=== Exercise task A ===
According to the piece on mainframe computing, in what city was the SHARE conference held?
=== Exercise task B ===
Reproduce the stretch of the mainframe piece from "According to Wikipedia, Mainframes" through "doing his job?".
=== Exercise task C ===
Carry on the piece about the mainframe world, picking up after its final sentence.

=== Extract provided ===
------------------------------------------------------------------------

The Mainframe World Is Alive, Even For Those Under 40
willdavid writes with a link to a report by Jeff Gould at Interop Systems, about the definitely-still-around world of mainframe computing, from which he extracts:
"Last week I had the occasion to visit SHARE, the premier mainframe conference, which was held in San Jose just down the road from where I live.
Based on what I saw, there is one thing I can tell you for sure, and that is that Cobol is not dead. And neither is the mainframe.
When I mentioned to one of my friends that I had been to SHARE, he joked that it must have looked like an AARP convention. But this turned out not to be so. While there were certainly a few 60-somethings strolling around the halls, the under 40 generation was also well represented. What struck me the most was not the advanced age of the people but the relative youth of a lot of the software being discussed."
However, it's not all fountain of youth there, either. (Thanks, BDPrime.)
The ol' yellow number 2 pencil is still around as well, as is shoe-making, wine-barrel repair, and of course the oldest tool in the book ... the tool.
Like humans all technologies find their place in the universe. Mainframes have their advantages, just would not want one sitting on my lap.
Can somebody please explain to me what the hell a "mainframe" is/was for and why it might be dead?
According to Wikipedia, Mainframes are a bit like supercomputers but better suited to tasks where there's a LOT of input/output data, but not a lot of calculation involved. Payrolls and such.
As far as I'm aware, those tasks still exist today, probably moreso than in the 1970's and 1980's, so why would the Mainframe be dying out? Have regular desktop/server processors advanced faster than demand for this data calculation and thus are now simply adequate or is this article just a bit of FUD to make 'ol timmy look like he's doing his job?
FYI: I'm most certainly under 40. In fact, I'm barely more than half that age, so excuse my ignorance on the subject; the only times I've really heard the term "mainframe" used is in Films, Games and cheap 80's TV shows. And slashdot.

------------------------------------------------------------------------

=== Stored rows ===

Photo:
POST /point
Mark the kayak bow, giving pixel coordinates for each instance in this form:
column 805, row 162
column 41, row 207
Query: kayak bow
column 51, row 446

------------------------------------------------------------------------

=== Reply A ===
San Jose

=== Reply B ===
According to Wikipedia, Mainframes are a bit like supercomputers but better suited to tasks where there's a LOT of input/output data, but not a lot of calculation involved. Payrolls and such.
As far as I'm aware, those tasks still exist today, probably moreso than in the 1970's and 1980's, so why would the Mainframe be dying out? Have regular desktop/server processors advanced faster than demand for this data calculation and thus are now simply adequate or is this article just a bit of FUD to make 'ol timmy look like he's doing his job?

=== Reply C ===
+1 IDisagreeSoHeMustBeATrollOrAnAstroturferOrAShill
I actually just took a job in software development on z/OS (the new hip, backwards-hat wearing mainframe operating system). Aside from the impressive clustering capabilities, we've got a lot of new and exciting stuff. (I personally am a big fan of AT-TLS) It's true that the systems are old and the interfaces archaic and painful to use, but the level of configurability and reliability these things offer is staggering. We have a few customers with 100% uptimes in the 20-year range.
My school (Northern Illinois University) actually is one of the few left offering full mainframe tracks in their computer science department, although COBOL was the most painful programming experience of my life.
I'd bet that my meta-group of 50 or so people has a median age of about 33, and while it is still the old dinosaurs who know the most, the definition of "dinosaur" in my personal, 15 person group is around 50 years old.
Raw IO power, in our case. With the number of transactions we process per day (financial services - clearing, trade matching, reconciliation, etc) nothing beats the System-i in terms of raw IO in getting the data in, massaging it and spitting it out...and far easier to manage than a server farm, at least for our use. The same vendor that provides our software also provides a JAVA version, but it's not going to handle the 2 billion+ transactions we do in a quarter.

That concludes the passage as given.